State only the number of lines below where the word "overcast" is found.

Dataset records
**********

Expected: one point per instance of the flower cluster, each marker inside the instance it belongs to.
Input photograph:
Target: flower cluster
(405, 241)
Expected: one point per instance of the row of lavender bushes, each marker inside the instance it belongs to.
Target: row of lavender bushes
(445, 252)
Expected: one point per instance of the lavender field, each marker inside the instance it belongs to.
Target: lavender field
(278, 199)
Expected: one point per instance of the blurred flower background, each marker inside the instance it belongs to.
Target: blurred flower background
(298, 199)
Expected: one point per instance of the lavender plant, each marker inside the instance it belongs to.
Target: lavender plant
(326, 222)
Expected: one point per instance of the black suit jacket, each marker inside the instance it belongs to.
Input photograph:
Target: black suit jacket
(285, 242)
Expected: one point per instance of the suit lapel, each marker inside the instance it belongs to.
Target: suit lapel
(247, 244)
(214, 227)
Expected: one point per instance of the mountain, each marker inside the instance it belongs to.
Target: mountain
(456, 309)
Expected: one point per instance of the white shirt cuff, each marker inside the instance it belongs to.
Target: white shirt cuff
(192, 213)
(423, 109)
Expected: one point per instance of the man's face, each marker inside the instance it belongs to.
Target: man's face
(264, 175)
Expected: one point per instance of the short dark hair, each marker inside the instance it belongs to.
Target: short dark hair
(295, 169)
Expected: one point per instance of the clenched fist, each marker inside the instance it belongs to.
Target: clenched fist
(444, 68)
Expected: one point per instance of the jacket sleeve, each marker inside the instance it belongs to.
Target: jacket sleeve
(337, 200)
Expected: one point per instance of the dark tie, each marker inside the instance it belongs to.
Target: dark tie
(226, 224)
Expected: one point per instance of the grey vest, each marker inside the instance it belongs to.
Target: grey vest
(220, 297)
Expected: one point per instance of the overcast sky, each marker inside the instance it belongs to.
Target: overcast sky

**********

__Solution for this problem__: 2